Supplied records =
— BEGIN —

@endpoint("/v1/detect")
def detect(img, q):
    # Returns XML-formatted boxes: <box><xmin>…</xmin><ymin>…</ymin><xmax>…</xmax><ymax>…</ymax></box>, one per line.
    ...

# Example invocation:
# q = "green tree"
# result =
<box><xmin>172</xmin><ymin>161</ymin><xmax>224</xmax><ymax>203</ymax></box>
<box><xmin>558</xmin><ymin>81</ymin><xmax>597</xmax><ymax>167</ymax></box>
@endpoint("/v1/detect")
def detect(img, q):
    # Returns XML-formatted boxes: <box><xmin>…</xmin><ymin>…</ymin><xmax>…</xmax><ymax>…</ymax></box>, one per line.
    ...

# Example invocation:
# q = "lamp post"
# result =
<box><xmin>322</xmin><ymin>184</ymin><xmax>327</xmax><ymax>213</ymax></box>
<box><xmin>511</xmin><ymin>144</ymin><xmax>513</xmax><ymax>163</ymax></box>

— END —

Task to carry out = Convert the listing above into a Markdown table with the columns Row and Listing line, giving each non-blank line its own row with its number.

Reply to the exercise =
| Row | Listing line |
|---|---|
| 1 | @endpoint("/v1/detect") |
| 2 | def detect(img, q): |
| 3 |     # Returns XML-formatted boxes: <box><xmin>…</xmin><ymin>…</ymin><xmax>…</xmax><ymax>…</ymax></box>, one per line. |
| 4 |     ... |
| 5 | # Example invocation: |
| 6 | # q = "green tree" |
| 7 | # result = |
| 8 | <box><xmin>172</xmin><ymin>161</ymin><xmax>224</xmax><ymax>203</ymax></box> |
| 9 | <box><xmin>558</xmin><ymin>81</ymin><xmax>597</xmax><ymax>167</ymax></box> |
| 10 | @endpoint("/v1/detect") |
| 11 | def detect(img, q): |
| 12 |     # Returns XML-formatted boxes: <box><xmin>…</xmin><ymin>…</ymin><xmax>…</xmax><ymax>…</ymax></box>, one per line. |
| 13 |     ... |
| 14 | # Example invocation: |
| 15 | # q = "lamp post" |
| 16 | # result = |
| 17 | <box><xmin>322</xmin><ymin>184</ymin><xmax>327</xmax><ymax>213</ymax></box> |
| 18 | <box><xmin>511</xmin><ymin>144</ymin><xmax>513</xmax><ymax>163</ymax></box> |